* BEGIN ROWS *

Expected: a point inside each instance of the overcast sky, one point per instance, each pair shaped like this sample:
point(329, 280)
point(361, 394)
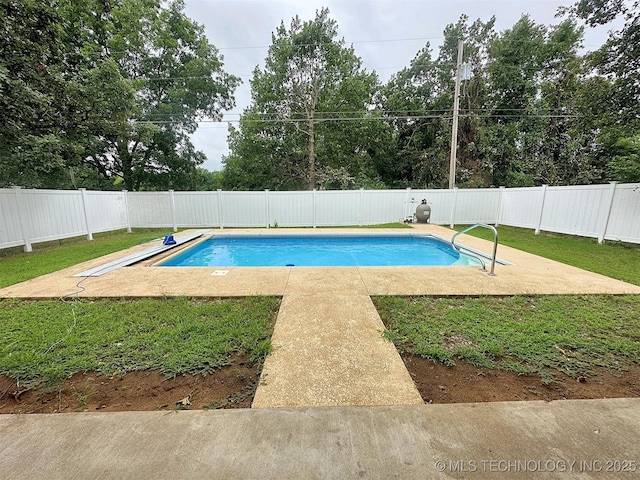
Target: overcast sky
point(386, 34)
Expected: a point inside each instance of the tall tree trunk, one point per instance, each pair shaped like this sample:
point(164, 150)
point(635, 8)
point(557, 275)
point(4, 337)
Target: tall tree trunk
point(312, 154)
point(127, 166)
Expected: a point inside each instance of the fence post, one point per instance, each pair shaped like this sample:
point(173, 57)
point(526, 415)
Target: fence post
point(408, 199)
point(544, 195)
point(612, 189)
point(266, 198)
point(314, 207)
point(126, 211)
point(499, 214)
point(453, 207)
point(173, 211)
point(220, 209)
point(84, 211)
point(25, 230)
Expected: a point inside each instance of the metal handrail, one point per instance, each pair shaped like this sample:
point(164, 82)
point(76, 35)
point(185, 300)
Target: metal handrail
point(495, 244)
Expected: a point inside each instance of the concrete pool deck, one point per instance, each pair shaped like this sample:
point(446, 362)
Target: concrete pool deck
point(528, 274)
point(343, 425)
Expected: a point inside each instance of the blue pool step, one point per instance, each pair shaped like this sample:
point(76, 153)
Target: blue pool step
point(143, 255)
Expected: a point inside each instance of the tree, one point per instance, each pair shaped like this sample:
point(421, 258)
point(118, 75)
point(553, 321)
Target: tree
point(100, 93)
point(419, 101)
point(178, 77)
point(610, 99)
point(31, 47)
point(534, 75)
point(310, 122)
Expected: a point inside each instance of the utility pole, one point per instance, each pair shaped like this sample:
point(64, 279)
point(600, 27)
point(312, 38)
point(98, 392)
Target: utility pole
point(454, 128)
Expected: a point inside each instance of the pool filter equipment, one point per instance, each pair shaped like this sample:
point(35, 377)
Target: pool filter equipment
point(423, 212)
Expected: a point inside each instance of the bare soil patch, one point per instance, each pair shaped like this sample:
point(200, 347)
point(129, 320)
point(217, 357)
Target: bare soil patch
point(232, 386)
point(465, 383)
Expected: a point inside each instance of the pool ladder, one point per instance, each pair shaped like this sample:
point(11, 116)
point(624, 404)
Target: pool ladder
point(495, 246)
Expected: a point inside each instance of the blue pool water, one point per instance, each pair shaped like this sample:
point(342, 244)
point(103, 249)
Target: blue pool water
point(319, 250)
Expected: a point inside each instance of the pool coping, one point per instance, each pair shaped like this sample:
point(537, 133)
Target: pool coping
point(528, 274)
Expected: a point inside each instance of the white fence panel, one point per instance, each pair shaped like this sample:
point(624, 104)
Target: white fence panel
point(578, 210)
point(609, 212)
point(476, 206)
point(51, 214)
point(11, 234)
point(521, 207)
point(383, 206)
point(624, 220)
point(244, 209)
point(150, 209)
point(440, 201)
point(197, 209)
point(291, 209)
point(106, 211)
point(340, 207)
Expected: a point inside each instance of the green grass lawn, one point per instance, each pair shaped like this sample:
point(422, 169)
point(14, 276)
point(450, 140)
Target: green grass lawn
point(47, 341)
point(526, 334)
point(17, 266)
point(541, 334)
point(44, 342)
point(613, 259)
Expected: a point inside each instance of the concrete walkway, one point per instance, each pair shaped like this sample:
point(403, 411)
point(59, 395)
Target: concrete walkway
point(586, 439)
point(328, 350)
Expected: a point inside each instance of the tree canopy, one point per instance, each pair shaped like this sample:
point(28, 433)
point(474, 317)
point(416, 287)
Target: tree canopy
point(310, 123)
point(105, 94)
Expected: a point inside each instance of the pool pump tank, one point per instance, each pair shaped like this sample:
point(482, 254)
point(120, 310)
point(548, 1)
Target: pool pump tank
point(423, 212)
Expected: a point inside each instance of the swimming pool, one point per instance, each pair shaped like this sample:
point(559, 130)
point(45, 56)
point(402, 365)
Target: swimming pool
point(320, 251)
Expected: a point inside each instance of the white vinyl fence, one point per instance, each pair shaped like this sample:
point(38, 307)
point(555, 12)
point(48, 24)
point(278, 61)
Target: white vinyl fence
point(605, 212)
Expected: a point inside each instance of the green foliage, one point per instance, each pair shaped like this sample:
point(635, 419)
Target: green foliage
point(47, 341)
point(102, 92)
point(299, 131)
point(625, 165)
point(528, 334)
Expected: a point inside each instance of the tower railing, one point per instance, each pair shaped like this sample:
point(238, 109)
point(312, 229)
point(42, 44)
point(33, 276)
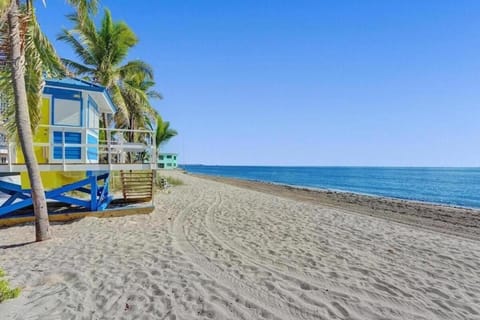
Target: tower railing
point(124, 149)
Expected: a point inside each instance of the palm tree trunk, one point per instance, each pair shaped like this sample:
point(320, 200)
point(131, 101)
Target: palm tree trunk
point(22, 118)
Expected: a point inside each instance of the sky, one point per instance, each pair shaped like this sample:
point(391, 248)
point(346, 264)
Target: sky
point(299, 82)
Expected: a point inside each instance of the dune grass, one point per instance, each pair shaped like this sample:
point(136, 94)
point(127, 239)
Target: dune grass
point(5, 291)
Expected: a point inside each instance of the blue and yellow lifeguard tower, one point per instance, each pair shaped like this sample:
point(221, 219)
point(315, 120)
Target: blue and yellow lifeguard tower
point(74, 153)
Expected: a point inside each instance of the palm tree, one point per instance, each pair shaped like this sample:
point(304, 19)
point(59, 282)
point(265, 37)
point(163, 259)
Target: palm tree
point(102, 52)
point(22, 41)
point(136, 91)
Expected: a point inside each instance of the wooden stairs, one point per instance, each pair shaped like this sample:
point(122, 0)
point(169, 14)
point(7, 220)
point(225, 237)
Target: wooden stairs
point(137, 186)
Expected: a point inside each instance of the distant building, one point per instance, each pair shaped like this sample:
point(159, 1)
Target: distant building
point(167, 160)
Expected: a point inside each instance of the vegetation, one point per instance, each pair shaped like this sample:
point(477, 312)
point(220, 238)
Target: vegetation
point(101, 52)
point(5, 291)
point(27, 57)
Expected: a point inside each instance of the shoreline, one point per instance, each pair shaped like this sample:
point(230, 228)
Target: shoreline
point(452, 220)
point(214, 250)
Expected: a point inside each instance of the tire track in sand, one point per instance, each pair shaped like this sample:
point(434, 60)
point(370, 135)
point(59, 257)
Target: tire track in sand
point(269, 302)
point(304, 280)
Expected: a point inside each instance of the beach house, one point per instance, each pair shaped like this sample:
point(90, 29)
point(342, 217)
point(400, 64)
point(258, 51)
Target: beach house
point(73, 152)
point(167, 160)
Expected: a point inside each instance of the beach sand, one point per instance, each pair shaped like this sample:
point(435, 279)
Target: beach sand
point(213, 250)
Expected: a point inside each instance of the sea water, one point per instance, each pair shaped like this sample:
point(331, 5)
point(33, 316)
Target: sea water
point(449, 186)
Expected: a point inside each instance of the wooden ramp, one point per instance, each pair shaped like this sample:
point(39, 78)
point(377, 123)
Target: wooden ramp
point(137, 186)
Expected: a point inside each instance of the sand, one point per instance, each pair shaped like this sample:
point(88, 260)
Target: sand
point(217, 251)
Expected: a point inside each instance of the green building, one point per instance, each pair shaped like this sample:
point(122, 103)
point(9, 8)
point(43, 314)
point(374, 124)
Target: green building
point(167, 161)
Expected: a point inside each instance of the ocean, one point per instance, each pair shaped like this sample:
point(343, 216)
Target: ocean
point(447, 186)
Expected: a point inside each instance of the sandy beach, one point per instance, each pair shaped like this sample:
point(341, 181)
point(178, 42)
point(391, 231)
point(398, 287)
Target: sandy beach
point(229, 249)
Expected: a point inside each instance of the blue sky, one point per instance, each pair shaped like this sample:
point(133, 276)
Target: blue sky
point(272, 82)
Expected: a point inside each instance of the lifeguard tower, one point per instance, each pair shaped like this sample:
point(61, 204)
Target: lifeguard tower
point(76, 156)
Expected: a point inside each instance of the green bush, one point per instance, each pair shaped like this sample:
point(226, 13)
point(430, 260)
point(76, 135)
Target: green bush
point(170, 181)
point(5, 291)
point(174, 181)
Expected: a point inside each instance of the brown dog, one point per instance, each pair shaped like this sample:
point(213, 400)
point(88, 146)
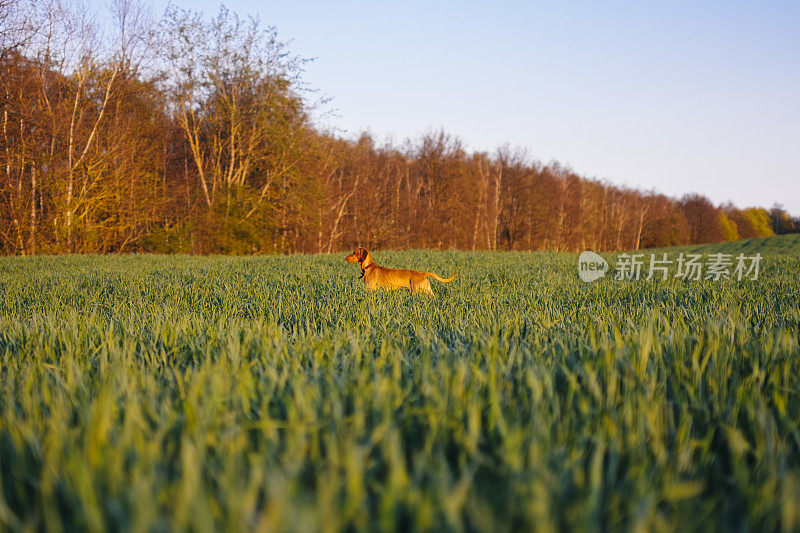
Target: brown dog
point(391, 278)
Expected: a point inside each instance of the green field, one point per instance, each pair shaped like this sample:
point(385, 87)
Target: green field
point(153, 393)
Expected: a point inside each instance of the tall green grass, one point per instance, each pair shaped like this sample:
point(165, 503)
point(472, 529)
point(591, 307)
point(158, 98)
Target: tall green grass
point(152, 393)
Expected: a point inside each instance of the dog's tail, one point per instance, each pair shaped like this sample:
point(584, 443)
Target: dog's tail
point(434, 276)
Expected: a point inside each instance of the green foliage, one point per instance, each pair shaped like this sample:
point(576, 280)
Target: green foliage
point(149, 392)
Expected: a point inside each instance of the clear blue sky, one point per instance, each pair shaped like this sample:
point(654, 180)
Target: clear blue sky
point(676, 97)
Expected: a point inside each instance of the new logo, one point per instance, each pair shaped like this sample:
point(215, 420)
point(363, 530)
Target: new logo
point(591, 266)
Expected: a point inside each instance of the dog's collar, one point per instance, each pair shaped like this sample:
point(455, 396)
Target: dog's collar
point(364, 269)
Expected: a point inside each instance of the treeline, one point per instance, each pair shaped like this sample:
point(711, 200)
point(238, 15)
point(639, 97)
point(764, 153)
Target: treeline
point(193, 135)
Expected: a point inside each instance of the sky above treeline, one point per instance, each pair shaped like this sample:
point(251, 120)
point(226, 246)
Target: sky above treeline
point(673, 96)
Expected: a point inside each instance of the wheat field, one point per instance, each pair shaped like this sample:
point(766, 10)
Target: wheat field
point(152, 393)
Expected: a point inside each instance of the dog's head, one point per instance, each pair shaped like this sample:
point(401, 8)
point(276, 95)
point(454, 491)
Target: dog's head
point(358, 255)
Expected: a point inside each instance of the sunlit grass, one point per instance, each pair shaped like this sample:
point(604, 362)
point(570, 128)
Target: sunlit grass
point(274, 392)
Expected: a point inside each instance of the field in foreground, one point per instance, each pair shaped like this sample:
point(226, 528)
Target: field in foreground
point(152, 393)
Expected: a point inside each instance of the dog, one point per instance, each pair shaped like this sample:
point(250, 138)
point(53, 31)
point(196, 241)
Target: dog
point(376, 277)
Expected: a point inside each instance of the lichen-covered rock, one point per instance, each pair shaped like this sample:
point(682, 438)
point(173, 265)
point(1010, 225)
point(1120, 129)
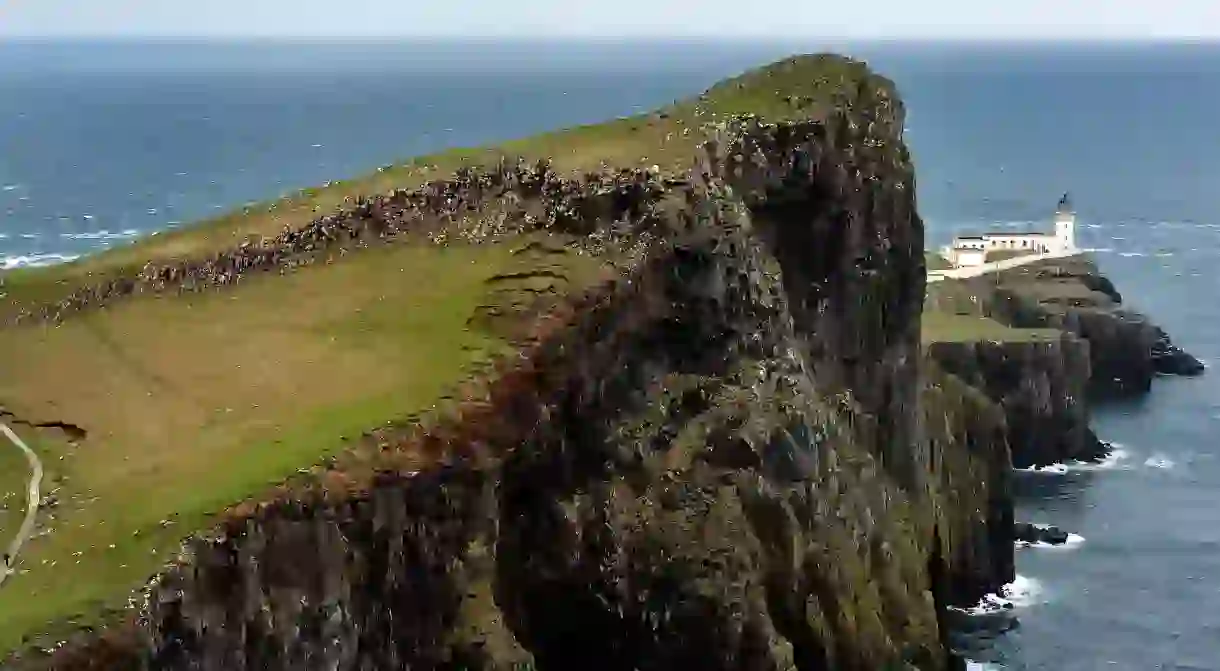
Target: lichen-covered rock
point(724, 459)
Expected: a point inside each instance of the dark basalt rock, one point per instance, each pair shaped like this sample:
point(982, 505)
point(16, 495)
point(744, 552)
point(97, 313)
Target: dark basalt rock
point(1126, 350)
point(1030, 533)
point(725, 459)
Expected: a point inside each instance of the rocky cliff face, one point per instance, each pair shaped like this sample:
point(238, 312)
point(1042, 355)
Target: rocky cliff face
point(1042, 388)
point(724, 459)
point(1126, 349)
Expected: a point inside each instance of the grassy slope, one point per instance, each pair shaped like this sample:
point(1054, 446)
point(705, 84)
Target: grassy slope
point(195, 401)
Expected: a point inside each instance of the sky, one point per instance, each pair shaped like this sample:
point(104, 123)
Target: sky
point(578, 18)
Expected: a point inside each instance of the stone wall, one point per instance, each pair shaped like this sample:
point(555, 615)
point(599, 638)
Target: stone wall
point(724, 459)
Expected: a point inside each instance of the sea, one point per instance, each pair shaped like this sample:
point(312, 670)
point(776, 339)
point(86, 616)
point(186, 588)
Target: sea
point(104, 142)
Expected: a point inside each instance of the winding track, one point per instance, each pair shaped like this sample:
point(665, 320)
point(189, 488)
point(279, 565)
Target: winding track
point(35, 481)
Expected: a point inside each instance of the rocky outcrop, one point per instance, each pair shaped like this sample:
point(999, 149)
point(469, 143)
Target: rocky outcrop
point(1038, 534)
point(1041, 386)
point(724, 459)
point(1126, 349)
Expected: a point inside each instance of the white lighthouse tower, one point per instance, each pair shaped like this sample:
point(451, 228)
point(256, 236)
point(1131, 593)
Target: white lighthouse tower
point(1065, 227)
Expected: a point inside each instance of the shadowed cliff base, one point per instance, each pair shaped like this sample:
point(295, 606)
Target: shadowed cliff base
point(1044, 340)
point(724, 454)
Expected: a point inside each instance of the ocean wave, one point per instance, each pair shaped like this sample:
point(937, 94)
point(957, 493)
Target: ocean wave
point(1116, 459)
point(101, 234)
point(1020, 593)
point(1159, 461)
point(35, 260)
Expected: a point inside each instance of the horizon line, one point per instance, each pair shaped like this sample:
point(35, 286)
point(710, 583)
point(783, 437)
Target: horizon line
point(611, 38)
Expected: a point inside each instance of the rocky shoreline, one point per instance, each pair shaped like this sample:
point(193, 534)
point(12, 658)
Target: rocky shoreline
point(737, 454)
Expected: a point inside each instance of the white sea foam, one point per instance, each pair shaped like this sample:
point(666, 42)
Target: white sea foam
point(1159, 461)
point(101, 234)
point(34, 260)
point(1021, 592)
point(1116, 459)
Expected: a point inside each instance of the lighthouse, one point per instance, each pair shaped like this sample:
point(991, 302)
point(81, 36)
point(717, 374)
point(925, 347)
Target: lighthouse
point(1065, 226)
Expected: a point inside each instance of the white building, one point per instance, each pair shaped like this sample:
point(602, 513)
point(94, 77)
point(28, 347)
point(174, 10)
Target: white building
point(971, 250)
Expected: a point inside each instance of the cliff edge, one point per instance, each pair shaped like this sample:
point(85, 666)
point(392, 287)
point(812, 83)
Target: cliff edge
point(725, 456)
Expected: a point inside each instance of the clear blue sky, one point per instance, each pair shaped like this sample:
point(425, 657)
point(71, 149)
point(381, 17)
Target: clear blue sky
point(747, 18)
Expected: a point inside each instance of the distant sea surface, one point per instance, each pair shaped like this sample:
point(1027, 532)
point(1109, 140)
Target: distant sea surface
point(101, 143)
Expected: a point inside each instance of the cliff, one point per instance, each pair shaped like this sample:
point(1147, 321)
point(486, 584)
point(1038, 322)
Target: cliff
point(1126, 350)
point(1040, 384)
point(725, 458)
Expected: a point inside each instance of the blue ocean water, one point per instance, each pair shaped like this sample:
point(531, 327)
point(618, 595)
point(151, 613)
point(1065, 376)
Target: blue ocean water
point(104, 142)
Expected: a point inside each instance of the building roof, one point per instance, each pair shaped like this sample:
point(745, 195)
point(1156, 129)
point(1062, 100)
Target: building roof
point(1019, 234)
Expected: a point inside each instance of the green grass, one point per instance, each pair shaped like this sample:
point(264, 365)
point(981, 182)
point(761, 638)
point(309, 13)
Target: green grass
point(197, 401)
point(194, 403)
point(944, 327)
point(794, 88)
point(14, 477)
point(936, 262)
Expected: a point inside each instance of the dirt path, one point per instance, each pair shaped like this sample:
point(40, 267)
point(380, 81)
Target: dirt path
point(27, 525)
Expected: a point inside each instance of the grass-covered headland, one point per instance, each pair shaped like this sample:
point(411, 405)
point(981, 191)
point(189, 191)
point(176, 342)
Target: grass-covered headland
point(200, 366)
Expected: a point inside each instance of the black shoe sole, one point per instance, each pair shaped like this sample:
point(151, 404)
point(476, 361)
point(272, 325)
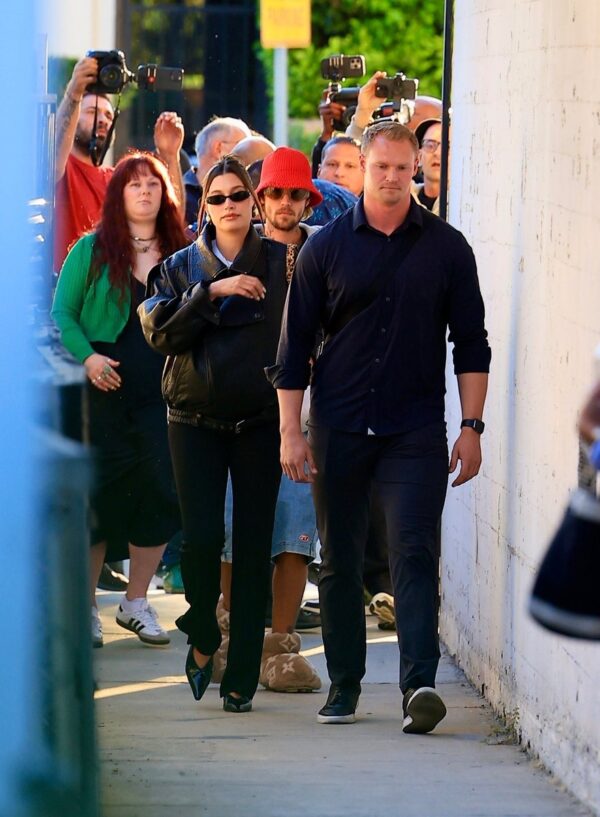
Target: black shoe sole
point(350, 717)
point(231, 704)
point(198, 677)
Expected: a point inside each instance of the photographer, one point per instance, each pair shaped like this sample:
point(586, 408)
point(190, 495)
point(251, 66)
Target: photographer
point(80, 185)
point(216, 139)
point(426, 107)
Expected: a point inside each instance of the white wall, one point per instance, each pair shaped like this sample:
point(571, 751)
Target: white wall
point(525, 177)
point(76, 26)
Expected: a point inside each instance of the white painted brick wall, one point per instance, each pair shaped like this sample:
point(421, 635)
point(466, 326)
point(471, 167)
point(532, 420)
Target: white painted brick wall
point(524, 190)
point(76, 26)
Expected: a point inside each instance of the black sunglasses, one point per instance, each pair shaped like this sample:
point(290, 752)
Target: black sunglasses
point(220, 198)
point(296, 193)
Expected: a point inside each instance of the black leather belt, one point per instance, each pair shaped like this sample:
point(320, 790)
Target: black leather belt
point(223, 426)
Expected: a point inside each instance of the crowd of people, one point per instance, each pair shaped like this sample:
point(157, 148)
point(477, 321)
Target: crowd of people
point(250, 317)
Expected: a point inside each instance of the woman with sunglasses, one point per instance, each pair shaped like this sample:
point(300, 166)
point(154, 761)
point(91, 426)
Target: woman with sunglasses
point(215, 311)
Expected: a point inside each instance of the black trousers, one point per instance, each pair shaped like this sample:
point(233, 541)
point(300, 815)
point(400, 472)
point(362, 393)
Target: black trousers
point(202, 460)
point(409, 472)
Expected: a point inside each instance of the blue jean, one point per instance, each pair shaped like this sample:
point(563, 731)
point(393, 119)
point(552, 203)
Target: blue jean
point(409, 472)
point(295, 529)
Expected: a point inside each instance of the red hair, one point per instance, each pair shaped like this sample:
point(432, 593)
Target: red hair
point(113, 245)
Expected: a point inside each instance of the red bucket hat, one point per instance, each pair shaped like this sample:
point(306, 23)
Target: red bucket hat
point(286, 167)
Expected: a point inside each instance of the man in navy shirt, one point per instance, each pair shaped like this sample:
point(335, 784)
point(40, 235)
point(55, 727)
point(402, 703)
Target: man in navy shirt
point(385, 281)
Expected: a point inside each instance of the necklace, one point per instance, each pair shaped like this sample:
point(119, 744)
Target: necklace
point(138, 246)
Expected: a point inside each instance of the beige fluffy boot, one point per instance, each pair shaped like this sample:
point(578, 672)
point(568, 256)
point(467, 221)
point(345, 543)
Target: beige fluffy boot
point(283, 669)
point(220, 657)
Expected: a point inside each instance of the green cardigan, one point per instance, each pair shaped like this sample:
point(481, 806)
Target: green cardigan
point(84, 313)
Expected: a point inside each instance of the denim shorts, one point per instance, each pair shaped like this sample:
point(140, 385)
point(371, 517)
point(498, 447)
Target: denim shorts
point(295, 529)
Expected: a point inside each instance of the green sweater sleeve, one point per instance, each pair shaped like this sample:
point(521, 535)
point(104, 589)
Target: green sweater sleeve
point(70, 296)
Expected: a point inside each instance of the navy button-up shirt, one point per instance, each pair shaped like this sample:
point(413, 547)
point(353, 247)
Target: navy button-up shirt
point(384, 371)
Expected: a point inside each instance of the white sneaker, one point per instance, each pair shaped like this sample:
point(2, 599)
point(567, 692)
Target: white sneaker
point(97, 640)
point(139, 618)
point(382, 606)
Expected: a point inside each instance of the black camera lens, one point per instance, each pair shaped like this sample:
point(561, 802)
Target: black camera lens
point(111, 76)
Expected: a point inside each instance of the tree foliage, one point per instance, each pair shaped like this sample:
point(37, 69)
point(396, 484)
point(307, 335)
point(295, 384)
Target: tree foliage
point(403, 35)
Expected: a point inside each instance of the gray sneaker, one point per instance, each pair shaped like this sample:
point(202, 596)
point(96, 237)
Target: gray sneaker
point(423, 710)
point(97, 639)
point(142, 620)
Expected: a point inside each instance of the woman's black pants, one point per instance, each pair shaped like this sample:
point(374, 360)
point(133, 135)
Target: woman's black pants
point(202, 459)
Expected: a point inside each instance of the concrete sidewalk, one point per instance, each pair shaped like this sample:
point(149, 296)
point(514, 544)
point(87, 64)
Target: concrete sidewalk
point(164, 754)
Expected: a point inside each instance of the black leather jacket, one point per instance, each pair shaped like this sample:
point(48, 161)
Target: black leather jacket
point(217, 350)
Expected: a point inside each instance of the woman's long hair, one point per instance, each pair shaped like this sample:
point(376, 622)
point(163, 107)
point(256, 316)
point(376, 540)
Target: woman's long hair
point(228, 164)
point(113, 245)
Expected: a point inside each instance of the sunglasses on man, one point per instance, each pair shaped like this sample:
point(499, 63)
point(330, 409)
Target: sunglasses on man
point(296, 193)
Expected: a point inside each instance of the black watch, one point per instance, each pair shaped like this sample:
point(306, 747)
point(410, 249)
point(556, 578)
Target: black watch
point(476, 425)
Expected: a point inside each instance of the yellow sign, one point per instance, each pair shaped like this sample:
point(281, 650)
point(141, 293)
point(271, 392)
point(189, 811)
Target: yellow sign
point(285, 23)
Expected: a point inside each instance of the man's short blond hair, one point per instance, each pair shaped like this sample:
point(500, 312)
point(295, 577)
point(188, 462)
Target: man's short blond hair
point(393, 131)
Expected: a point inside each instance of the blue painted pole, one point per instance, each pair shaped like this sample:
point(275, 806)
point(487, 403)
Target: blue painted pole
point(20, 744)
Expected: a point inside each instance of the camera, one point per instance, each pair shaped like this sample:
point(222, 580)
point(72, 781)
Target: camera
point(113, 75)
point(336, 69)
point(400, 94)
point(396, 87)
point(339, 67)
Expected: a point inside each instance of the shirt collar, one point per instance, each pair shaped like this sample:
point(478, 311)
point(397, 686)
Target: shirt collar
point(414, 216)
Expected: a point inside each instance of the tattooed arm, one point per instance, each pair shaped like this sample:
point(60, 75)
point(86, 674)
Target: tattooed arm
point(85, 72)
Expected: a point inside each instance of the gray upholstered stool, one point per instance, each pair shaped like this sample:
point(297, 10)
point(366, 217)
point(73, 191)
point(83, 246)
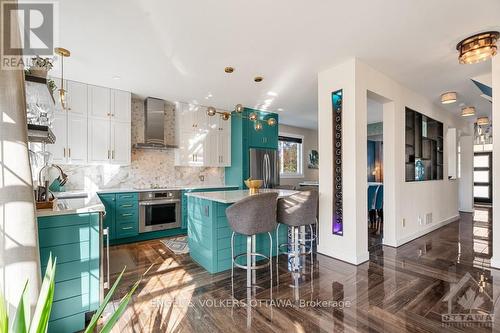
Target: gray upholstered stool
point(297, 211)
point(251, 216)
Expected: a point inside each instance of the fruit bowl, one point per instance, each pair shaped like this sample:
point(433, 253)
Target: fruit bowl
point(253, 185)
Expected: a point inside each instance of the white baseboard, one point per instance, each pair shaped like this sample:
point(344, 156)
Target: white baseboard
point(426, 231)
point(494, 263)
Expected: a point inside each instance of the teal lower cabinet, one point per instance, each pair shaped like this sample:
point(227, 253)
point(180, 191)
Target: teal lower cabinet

* END ROWS *

> _CHALLENGE_:
Take the lines from the one containing "leather belt, one" through the one containing "point(385, 281)" and write them out again with "red bucket hat" changed to "red baseball cap", leaving everything else untouched. Give only those lines.

> _COMPLETED EXERCISE_:
Expected: a point inside each instance of the black leather belt, one point per instance, each pair shaped like this sample:
point(320, 790)
Target: black leather belt
point(223, 426)
Expected: a point inside each instance of the crowd of people, one point per instance, each pair shaped like this sample:
point(157, 148)
point(477, 321)
Target: crowd of people
point(250, 317)
Expected: a point inside each instance of the woman with sunglasses, one point per instance, each pair shaped like this sample:
point(300, 166)
point(154, 761)
point(91, 426)
Target: woman with sunglasses
point(215, 311)
Expected: a point inside each instance of the black trousers, one point per instance, each pair shaped like this sample:
point(233, 541)
point(300, 815)
point(400, 472)
point(362, 393)
Target: black trousers
point(202, 460)
point(409, 472)
Expected: a point inside each instance of the blue jean, one point per instance, each pair shaped like this sample:
point(563, 731)
point(393, 119)
point(552, 203)
Target: blue jean
point(409, 472)
point(295, 529)
Expected: a point inside each instance of the red hair, one point per instance, each pair shaped like this sample:
point(432, 593)
Target: red hair
point(113, 245)
Expected: a point inside each instance of the red baseball cap, one point per instance, each pair shaped like this sample:
point(306, 23)
Target: red baseball cap
point(286, 167)
Expected: a point inside each instance of the man in navy shirt, one point per instance, each pair shaped like this sample:
point(335, 784)
point(40, 235)
point(55, 727)
point(402, 703)
Target: man in navy shirt
point(385, 281)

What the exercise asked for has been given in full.